++++ Kutipan Sumber
KHOTBAH JUM'AT
Dua Cara Menundukkan Hawa Nafsu
Khutbah I
الحَمْدُ
للهِ الَّذِيْ أَنْزَلَ السَّكِيْنَةَ عَلَى قُلُوْبِ اْلمُسْلِمِيْنَ
المُؤْمِنِيْنَ، وَجَعَلَ الضِّياَقَ عَلَى قُلُوْبِ الْمُنَافِقِيْنَ
وَالْكَافِرِيْنَ. أَشْهَدُ أَنْ لَا إِلَهَ إِلَّا اللهُ الْمَلِكُ اْلحَقُّ
اْلمُبِيْنُ. وَأَشْهَدُ أَنَّ مُحَمَّدًا عَبْدُهُ وَرَسُوْلُهُ الصَّادِقُ
الْوَعْدِ الأَمِيْنِ. اللَّهُمَّ صَلِّ وَسَلمِّ عَلَى سَيِّدِنَا وَمَوْلَانَا
مُحَمَّدٍ المَبْعُوْثِ رَحْمَةً لِلْعَالَمِيْنَ وَعَلَى آلِهِ وَصَحْبِهِ
وَالتَّابِعِيْنَ لَاحَوْلَ وَلَاقُوَّةَ إِلَّا بِاللهِ اْلعَلِيِّ اْلعَظِيْمِ.
أَمَّا بَعْدُ
أَيُّهاَ
اْلحَاضِرُوْنَ اْلمُسْلِمُوْنَ رَحِمَكُمُ اللهُ أُوْصِيْكُمْ وَإِيَّايَ
بِتَقْوَى اللهِ. قَالَ اللهُ تَعَالىَ فِي كِتَابِهِ الْكَرِيْمِ: وَمَن يَتَّقِ
اللَّهَ يَجْعَل لَّهُ مَخْرَجًا وَيَرْزُقْهُ مِنْ حَيْثُ لَا يَحْتَسِبُ
Jamaah shalat Jumat hafidhakumullâh,
Nafsu merupakan bagian dari makhluk Allah.
Dengan berbekal nafsu pula manusia dapat menjalankan kehidupannya secara wajar
sebagai makhluk hidup yang hidup di alam dunia. Berbagai kebutuhan penting
manusia, seperti makan, minum, tidur, menikah, dan lain sebagainya, melibatkan
nafsu di dalamnya. Karena itu, secara alamiah nafsu bukanlah hal yang mutlak
buruk.
++++++++
#### Daftar Tugas
1. Tuliskan ulang kata demi kata bagian khotbah tentang hawa nafsu, mulai dari "أَمَّا بَعْدُ" dan berakhir pada "dari makhluk Allah.".
2. Teruskan khotbah Jumat tentang menundukkan hawa nafsu, mulai sesudah kalimat terakhir yang ditampilkan.
++++ Baris yang Ditampilkan
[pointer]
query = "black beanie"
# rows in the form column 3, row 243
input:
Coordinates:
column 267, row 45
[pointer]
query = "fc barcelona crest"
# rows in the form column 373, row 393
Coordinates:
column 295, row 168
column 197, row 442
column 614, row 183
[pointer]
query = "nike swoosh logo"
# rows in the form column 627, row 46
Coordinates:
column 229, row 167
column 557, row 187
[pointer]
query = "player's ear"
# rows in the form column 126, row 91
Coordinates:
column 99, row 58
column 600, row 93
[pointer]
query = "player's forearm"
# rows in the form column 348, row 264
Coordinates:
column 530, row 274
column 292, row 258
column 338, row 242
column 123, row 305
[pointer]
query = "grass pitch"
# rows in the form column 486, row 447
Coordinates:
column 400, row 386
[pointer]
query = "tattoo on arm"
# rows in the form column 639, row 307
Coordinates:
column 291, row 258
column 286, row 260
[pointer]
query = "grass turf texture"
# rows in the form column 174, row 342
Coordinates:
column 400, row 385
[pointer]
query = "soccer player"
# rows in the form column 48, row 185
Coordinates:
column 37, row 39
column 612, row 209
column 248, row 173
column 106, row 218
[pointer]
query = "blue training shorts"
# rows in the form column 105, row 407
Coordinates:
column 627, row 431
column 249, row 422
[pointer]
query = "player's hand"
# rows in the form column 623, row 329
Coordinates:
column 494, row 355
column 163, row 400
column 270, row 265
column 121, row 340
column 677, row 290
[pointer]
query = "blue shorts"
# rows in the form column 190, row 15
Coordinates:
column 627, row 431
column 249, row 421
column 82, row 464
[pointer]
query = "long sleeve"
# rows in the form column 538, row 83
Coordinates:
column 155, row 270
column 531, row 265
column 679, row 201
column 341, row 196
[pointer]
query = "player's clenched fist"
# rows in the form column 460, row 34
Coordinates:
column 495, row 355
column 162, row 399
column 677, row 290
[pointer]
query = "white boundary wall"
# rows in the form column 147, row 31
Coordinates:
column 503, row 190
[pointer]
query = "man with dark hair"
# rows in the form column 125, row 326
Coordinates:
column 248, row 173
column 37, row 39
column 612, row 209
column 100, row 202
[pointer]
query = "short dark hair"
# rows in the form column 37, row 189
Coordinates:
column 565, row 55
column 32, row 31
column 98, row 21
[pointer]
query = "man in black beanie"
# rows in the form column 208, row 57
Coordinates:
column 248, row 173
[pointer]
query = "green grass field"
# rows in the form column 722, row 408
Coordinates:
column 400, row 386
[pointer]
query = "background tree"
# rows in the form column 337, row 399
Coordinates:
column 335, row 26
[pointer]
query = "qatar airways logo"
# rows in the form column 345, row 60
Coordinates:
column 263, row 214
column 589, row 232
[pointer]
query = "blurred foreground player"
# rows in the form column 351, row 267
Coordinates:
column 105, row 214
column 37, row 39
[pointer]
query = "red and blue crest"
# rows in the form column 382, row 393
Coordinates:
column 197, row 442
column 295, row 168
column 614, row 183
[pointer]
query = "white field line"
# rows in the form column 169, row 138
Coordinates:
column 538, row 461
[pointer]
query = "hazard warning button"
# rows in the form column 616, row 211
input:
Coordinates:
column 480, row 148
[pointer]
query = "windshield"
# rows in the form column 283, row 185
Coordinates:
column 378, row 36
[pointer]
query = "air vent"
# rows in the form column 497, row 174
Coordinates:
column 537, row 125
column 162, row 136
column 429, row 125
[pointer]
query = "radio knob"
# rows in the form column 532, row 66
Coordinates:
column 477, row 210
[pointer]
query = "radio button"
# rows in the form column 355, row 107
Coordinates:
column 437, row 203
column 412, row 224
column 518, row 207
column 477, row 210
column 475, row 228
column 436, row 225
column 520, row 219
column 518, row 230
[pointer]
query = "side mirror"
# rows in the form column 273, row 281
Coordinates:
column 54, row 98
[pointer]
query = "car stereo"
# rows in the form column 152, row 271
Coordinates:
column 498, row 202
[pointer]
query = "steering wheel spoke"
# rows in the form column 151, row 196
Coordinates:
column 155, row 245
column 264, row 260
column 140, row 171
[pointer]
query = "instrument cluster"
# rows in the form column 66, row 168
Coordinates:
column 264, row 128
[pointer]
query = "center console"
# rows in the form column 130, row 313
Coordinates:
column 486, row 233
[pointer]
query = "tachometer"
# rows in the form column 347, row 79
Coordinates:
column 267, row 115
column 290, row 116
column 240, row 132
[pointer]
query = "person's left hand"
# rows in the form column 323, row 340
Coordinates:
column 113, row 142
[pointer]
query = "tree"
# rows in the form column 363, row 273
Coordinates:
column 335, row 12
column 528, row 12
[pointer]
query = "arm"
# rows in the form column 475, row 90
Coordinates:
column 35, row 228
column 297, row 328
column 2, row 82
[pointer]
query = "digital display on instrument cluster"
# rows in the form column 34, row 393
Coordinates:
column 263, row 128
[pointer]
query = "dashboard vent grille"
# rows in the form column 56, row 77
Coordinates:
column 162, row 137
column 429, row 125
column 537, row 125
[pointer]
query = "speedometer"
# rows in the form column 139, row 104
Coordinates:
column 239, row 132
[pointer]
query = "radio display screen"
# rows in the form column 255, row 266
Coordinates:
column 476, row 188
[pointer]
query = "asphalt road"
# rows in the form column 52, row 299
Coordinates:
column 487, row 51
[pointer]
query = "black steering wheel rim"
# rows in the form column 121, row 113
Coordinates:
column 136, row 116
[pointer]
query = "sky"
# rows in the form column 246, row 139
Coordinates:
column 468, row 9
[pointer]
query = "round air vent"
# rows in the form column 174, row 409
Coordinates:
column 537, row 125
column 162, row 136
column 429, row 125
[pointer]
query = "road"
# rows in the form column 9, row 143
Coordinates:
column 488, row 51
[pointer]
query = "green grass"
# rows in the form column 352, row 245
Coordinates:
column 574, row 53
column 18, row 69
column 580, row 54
++++++++
#### Jawaban
1.
أَمَّا بَعْدُ
أَيُّهاَ
اْلحَاضِرُوْنَ اْلمُسْلِمُوْنَ رَحِمَكُمُ اللهُ أُوْصِيْكُمْ وَإِيَّايَ
بِتَقْوَى اللهِ. قَالَ اللهُ تَعَالىَ فِي كِتَابِهِ الْكَرِيْمِ: وَمَن يَتَّقِ
اللَّهَ يَجْعَل لَّهُ مَخْرَجًا وَيَرْزُقْهُ مِنْ حَيْثُ لَا يَحْتَسِبُ
Jamaah shalat Jumat hafidhakumullâh,
Nafsu merupakan bagian dari makhluk Allah.

2.
Namun demikian, nafsu memiliki
kecederungan-kecenderungan untuk menyimpang. Kerena itu, dalam Islam terkandung
anjuran kuat untuk mengendalikan nafsu. Memang manusia tak diperintahkan untuk
memusnahkannya, namun nafsu harus memegang kuasa penuh atasnya agar selamat
dari jebakan dan godaan-godaannya yang menjerumuskan.
Pilihannya hanya dua, apakah kita menguasai
nafsu atau justru dikuasai oleh nafsu. Dua pilihan ini pula yang menentukan
apakah kita akan memperoleh kebahagiaan hakiki atau tidak. Imam Abu Hamid
al-Ghazali pernah mengatakan dalam kitab Ihyâ’ ‘Ûlûmiddîn:
السَّعَادَةُ
كُلُّهَا فِي أَنْ يَمْلِكَ الرَّجُلُ نَفْسَهُ وَالشَّــقَــاوَةُ فِي أَنْ
تَمْـلِـكَـــهُ نَفْـسُــــهُ
“Kebahagiaan adalah ketika seseorang mampu
menguasai nafsunya. Kesengsaraan adalah saat seseorang dikuiasai nafsunya.”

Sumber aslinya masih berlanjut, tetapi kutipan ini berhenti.